*WHAT IS EXPECTED*
Update the entries below by replacing every "handrail" with "stair railing" and keep everything else the same. Leave the pictures out of your answer.

*RECORDS*
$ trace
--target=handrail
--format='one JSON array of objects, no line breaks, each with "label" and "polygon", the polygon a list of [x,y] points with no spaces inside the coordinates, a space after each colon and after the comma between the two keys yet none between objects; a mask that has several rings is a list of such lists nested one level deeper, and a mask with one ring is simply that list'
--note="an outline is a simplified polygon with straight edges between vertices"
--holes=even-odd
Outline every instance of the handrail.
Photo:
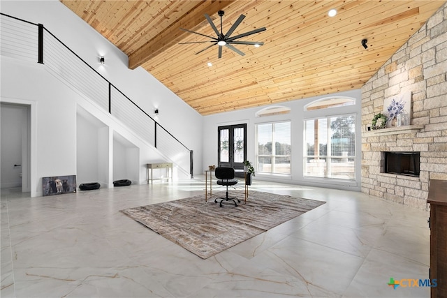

*SOLUTION FOR THIS PROBLEM*
$ trace
--target=stair railing
--format='one JSON array of objects, no line breaks, each with "label" and "polygon", the polygon a list of [x,y] points with no spaces inside the coordinates, a space after each colon and after the comma between the two keys yet none between objects; a mask that has several rings is a list of such lists nested one level deeper, and a mask with one ring is simply that list'
--note="an outline is a simplified polygon with straight edges between vertices"
--holes=even-odd
Outline every instance of the stair railing.
Photo:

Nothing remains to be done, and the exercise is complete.